> [WORK TO DO]: Print out the stretch of lines from the one containing "mark the region of every instance of the boulder" through the one containing "760], [338, 766]]", copied exactly, with both end lines included and nothing else.

> [DATASET RECORDS]:
———
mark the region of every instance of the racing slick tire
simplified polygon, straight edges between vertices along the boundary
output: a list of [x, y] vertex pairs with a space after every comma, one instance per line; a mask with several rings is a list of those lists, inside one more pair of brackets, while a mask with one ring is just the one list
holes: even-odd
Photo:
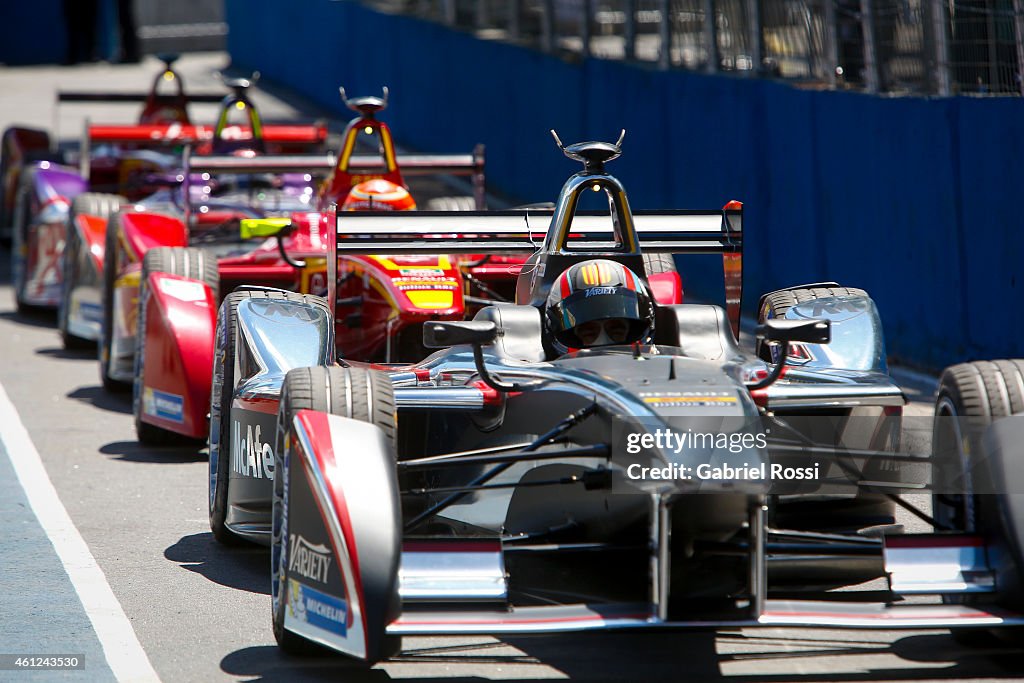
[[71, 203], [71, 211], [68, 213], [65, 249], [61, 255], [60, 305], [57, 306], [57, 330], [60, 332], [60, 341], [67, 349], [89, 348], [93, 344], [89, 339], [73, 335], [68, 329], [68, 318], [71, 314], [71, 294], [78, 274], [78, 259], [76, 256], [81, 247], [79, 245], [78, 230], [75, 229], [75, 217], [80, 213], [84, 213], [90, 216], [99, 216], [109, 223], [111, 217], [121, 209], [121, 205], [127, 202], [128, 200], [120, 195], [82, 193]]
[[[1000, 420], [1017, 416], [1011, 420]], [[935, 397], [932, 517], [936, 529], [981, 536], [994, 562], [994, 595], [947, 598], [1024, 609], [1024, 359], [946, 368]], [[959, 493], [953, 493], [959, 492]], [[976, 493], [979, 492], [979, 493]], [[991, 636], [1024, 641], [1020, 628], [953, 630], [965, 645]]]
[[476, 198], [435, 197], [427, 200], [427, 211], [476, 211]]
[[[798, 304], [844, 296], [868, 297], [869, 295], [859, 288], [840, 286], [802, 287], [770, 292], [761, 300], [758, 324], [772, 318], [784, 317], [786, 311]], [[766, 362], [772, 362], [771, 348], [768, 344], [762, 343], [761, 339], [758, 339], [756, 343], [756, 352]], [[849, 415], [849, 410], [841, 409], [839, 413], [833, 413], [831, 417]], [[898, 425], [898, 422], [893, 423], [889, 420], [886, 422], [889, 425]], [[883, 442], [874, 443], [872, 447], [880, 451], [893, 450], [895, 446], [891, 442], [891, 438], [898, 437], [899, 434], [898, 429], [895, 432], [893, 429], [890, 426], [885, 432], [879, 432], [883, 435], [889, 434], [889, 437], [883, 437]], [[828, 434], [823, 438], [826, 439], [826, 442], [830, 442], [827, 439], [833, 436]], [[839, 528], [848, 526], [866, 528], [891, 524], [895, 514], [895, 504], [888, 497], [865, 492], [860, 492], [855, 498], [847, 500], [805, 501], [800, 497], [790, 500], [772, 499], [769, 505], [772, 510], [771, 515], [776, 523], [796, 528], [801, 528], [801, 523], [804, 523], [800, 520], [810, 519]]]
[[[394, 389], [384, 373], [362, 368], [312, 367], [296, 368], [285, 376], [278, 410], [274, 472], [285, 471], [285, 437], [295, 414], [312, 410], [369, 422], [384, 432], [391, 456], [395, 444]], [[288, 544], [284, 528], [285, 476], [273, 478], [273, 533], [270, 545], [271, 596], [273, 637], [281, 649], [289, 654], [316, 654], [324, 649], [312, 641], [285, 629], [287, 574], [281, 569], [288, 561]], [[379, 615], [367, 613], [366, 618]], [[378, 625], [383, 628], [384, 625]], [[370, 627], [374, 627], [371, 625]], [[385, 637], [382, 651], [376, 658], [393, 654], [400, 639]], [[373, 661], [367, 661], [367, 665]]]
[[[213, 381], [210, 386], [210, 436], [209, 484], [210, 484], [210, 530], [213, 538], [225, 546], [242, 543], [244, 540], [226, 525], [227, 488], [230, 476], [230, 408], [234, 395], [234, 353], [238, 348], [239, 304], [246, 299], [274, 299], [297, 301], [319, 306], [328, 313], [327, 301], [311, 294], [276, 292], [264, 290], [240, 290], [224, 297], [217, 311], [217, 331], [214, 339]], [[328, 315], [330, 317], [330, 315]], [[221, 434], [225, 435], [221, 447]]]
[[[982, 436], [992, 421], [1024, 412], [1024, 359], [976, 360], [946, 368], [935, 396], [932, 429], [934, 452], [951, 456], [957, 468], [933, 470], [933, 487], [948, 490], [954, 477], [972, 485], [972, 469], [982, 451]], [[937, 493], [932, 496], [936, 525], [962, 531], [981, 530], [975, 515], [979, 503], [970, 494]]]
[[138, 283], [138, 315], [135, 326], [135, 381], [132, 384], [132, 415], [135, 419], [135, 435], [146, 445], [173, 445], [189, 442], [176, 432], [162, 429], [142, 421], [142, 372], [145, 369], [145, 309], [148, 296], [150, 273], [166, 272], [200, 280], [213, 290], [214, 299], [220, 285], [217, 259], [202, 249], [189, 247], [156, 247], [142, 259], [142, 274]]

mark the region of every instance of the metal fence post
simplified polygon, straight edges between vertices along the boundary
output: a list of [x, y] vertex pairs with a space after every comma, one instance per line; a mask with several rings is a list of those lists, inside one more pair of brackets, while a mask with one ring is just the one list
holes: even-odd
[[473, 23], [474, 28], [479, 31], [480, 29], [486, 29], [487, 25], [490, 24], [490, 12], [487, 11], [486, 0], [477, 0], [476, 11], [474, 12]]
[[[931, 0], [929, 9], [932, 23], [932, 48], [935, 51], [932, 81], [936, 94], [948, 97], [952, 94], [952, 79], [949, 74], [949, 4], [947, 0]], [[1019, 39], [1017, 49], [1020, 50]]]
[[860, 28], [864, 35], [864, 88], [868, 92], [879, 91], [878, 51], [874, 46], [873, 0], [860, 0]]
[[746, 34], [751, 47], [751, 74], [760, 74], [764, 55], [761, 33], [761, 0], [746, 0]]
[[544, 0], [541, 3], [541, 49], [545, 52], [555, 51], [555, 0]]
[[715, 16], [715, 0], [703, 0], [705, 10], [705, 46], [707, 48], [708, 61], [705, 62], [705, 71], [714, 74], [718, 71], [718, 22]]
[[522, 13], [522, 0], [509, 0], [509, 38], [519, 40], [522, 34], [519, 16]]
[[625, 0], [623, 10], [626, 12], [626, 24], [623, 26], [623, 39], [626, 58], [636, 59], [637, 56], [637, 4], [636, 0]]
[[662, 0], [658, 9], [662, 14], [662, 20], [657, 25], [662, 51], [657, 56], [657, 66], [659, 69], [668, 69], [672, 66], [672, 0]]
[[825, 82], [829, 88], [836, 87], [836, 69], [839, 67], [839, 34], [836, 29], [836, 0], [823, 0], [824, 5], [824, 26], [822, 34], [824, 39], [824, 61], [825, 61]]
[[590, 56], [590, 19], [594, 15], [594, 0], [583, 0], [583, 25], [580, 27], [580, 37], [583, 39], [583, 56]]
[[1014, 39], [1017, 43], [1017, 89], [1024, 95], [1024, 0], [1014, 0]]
———
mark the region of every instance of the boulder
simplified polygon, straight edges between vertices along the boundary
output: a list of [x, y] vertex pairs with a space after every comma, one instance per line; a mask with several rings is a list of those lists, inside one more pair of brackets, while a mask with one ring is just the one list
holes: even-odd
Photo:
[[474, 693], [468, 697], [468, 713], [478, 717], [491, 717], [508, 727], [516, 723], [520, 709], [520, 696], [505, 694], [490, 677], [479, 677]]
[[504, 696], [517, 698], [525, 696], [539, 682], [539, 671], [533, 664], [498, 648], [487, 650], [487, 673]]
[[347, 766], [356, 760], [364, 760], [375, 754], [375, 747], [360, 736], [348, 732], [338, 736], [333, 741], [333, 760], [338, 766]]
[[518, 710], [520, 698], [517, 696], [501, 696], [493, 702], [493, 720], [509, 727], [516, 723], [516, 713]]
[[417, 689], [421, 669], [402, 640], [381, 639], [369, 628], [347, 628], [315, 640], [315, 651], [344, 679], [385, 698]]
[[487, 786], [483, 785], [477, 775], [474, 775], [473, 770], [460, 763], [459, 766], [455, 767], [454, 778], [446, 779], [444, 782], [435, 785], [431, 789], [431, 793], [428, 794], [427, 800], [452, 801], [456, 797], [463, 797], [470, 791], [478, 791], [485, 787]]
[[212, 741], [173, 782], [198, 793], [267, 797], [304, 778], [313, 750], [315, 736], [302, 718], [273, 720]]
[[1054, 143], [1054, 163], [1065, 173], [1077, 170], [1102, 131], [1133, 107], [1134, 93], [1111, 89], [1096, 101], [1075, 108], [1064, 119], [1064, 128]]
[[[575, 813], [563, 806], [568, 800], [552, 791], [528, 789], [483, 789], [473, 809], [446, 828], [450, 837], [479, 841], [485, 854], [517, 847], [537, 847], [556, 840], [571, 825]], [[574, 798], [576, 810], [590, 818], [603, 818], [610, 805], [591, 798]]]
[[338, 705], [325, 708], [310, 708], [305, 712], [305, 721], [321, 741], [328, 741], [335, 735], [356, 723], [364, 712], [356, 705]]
———
> [ANSWER FOR THE TASK]:
mark the region of every instance of the boulder
simplified polygon, straight edges between vertices along the boundary
output: a list of [x, y] vertex pairs with a space after every comma, one instance per line; a mask with several rings is a list of those lists, inside one more pair of brackets, while a mask with one ring is just the one list
holes: even-odd
Photo:
[[474, 693], [468, 697], [468, 713], [478, 717], [491, 717], [508, 727], [516, 723], [520, 709], [520, 696], [505, 694], [490, 677], [479, 677]]
[[504, 696], [517, 698], [525, 696], [539, 682], [539, 671], [533, 664], [498, 648], [487, 650], [487, 673]]
[[347, 766], [356, 760], [364, 760], [375, 754], [375, 747], [360, 736], [348, 732], [338, 736], [333, 741], [333, 760], [338, 766]]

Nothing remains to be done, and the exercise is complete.